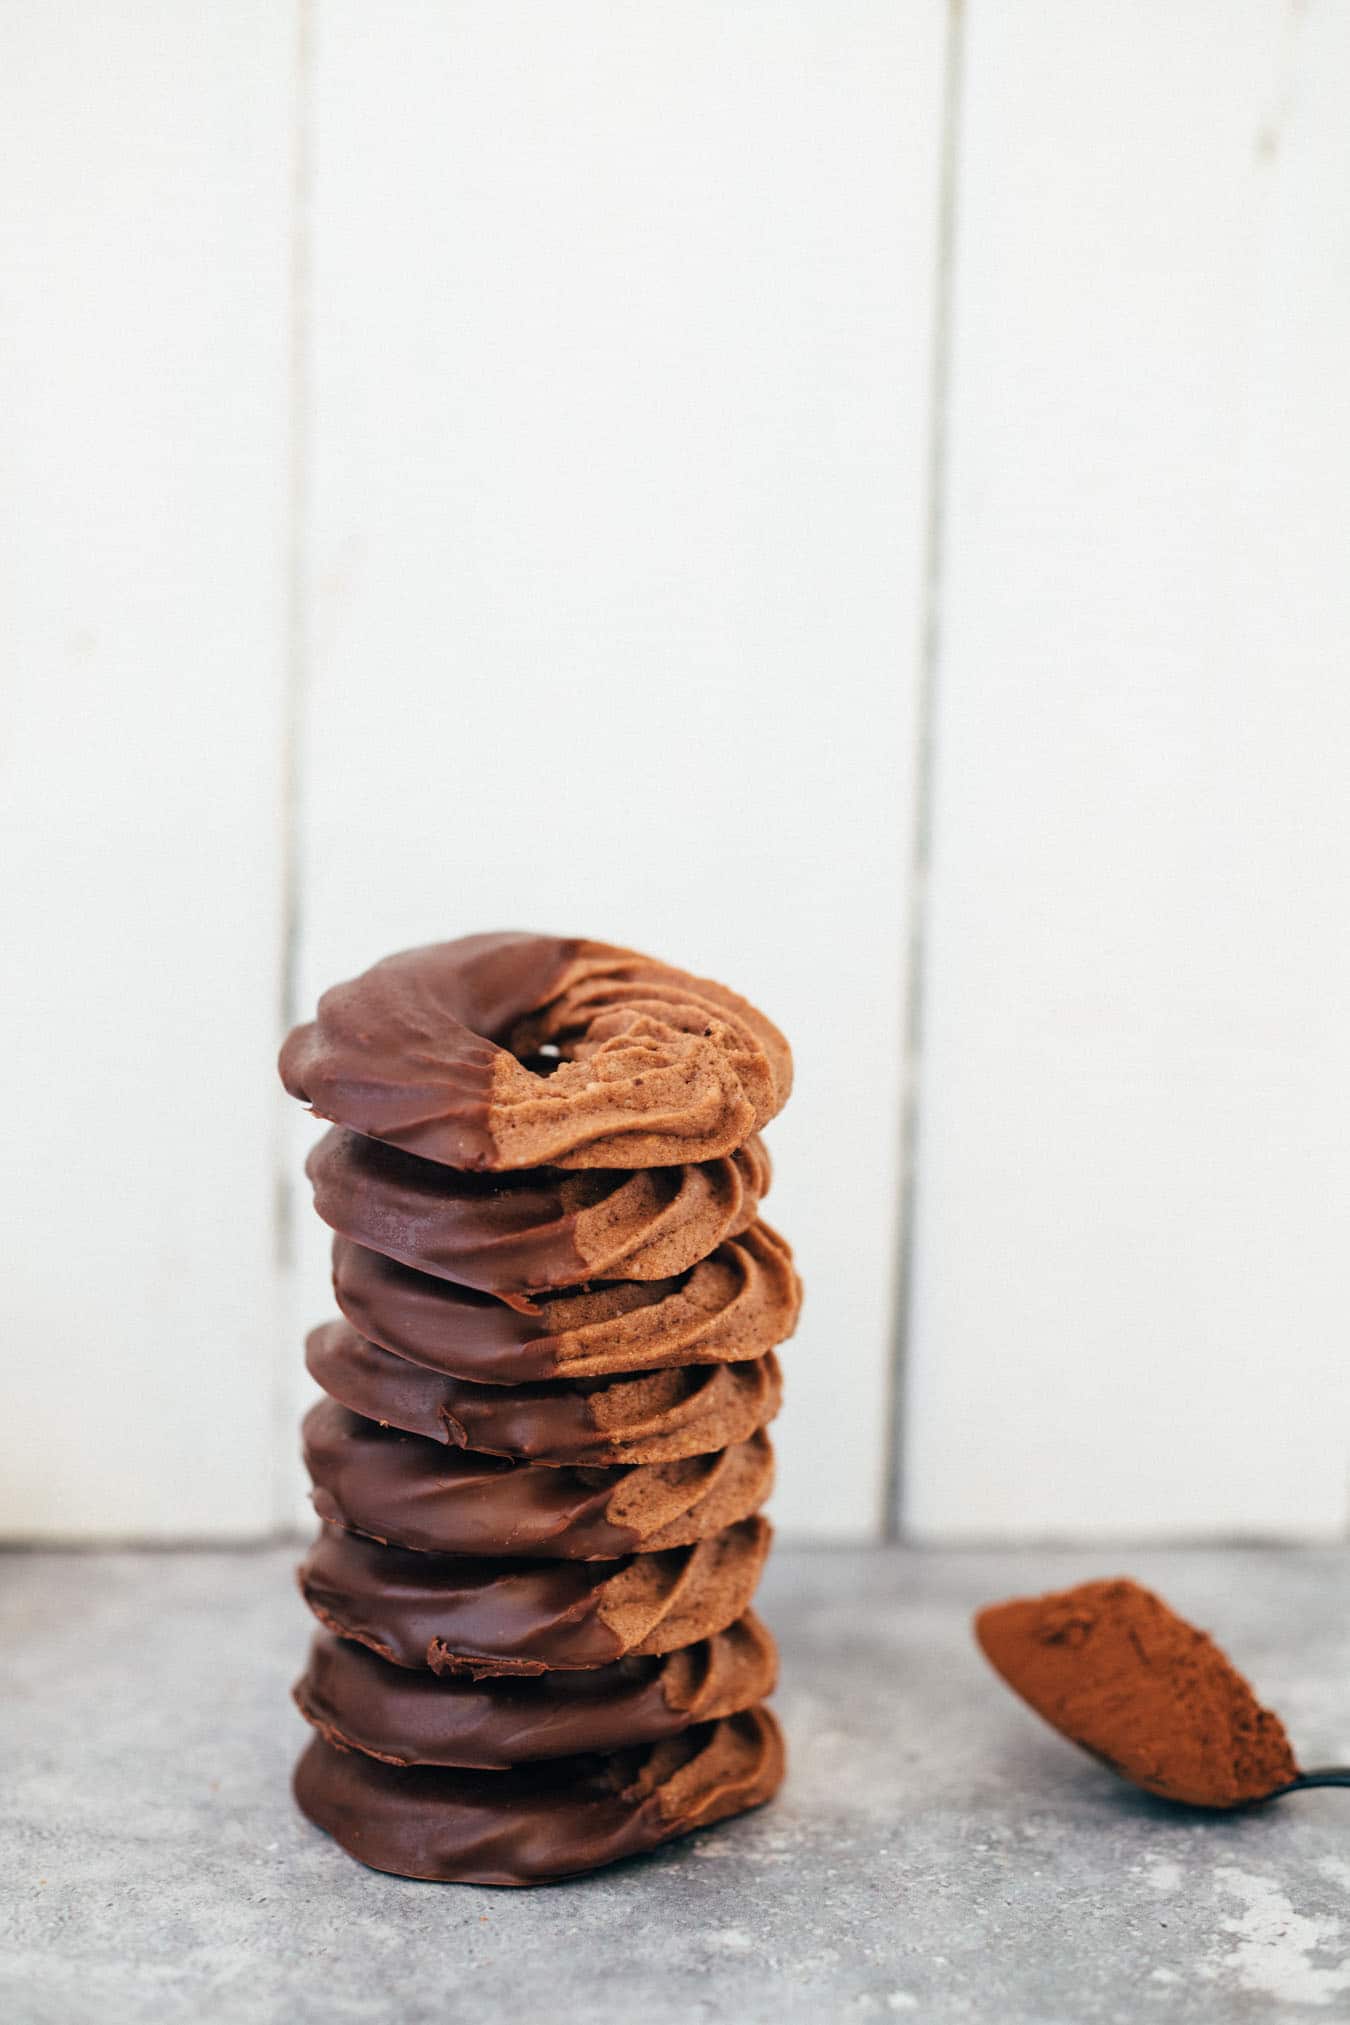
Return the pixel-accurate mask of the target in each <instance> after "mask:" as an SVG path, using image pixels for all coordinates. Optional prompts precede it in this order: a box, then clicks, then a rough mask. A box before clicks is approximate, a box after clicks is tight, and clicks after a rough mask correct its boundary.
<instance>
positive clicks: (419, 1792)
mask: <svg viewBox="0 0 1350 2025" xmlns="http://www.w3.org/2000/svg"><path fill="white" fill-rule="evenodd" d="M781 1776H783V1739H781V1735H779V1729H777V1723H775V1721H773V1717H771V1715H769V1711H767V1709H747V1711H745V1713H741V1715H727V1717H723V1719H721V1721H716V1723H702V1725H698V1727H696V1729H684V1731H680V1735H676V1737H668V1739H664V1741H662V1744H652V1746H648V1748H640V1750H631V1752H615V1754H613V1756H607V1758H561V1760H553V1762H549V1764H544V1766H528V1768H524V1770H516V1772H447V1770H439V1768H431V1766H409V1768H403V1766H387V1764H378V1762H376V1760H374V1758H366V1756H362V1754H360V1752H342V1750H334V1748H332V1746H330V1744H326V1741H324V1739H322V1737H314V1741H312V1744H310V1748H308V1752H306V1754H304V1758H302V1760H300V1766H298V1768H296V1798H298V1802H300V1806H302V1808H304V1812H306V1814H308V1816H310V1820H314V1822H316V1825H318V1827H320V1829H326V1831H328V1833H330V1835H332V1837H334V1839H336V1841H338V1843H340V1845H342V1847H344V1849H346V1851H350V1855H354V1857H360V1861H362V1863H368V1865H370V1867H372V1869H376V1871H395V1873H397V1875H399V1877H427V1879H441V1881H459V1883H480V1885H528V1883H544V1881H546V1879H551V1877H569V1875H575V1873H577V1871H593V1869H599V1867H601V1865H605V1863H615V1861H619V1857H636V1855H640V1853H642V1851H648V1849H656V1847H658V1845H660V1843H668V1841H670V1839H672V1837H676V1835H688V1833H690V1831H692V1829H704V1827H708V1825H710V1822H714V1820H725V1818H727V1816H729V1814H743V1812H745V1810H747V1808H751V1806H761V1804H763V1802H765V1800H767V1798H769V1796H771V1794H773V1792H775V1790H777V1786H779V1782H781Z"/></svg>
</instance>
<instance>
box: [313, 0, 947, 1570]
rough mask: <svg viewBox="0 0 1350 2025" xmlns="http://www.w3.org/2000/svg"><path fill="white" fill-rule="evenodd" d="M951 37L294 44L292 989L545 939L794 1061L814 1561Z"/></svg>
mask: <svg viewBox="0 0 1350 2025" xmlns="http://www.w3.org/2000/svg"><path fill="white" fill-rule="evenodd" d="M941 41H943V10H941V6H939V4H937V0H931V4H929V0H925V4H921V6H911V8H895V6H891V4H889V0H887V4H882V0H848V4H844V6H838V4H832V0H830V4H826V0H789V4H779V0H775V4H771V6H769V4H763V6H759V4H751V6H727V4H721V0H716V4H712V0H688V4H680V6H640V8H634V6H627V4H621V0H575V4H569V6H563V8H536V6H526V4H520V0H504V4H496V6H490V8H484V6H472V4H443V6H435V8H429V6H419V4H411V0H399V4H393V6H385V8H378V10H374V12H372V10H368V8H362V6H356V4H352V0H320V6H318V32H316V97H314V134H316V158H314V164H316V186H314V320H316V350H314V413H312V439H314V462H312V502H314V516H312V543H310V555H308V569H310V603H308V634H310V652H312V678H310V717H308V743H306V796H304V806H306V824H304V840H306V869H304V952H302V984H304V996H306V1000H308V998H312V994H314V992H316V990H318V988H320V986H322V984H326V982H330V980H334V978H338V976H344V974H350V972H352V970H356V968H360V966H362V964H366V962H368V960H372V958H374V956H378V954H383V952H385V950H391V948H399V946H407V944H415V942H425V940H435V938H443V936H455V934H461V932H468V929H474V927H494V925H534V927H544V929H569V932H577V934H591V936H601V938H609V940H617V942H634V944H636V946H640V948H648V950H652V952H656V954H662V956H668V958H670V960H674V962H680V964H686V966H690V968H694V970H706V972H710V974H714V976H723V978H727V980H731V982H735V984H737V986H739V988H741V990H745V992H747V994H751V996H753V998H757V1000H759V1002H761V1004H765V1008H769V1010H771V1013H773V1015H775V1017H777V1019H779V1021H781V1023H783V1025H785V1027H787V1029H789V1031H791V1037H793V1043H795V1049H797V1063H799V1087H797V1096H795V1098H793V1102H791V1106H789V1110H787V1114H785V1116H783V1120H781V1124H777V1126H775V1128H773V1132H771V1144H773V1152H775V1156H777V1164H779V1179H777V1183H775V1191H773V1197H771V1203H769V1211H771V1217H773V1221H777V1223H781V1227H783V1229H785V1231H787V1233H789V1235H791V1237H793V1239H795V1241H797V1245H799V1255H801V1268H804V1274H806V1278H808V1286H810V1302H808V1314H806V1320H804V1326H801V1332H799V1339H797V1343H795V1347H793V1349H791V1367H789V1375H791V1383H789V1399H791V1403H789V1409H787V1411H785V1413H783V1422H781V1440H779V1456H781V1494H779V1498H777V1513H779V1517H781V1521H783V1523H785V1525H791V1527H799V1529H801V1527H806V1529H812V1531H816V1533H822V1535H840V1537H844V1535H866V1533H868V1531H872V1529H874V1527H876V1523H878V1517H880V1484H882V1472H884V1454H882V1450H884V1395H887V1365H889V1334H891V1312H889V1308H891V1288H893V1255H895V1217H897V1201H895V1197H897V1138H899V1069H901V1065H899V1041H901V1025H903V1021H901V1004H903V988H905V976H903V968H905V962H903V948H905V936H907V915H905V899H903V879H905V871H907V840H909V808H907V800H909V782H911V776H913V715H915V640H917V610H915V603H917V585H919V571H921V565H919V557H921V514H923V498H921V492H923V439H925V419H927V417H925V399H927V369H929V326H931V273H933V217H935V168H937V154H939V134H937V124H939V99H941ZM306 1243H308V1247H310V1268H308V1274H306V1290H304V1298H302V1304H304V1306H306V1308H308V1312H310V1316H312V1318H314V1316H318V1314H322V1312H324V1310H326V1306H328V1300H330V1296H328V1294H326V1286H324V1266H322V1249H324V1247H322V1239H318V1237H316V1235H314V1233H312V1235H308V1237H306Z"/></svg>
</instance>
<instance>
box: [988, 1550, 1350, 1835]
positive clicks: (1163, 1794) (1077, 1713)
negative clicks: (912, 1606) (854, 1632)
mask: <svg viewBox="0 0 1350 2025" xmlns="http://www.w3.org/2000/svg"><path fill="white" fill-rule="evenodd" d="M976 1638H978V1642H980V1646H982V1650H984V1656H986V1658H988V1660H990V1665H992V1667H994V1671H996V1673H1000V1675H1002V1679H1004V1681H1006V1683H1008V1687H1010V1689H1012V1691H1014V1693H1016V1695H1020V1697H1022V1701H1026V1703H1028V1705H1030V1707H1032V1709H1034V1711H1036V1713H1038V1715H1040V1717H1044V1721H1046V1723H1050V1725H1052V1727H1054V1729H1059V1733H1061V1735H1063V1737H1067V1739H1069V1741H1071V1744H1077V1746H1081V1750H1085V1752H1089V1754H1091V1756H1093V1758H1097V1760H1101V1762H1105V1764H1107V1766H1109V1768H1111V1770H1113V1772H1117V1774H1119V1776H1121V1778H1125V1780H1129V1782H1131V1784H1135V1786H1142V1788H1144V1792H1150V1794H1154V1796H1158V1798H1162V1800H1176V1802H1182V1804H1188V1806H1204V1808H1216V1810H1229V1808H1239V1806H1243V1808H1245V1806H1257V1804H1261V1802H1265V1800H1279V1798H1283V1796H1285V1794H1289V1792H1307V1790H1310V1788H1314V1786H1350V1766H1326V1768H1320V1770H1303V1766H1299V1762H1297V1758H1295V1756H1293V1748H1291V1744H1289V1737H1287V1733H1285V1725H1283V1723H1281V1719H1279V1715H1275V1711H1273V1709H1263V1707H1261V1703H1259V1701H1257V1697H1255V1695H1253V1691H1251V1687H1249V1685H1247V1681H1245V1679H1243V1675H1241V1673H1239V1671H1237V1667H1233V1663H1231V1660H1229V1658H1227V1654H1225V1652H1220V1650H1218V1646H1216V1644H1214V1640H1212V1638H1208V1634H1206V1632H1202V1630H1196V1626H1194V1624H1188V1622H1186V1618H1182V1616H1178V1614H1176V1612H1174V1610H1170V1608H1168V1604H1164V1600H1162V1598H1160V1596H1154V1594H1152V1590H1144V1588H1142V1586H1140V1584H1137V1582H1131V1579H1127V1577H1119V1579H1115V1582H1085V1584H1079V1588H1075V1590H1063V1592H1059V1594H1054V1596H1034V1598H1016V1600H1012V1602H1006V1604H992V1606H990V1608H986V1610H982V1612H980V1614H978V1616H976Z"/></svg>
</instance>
—————
## Try it
State how many lines of the listing hold the string "clicks"; reply with the number and nothing else.

## Result for this exercise
4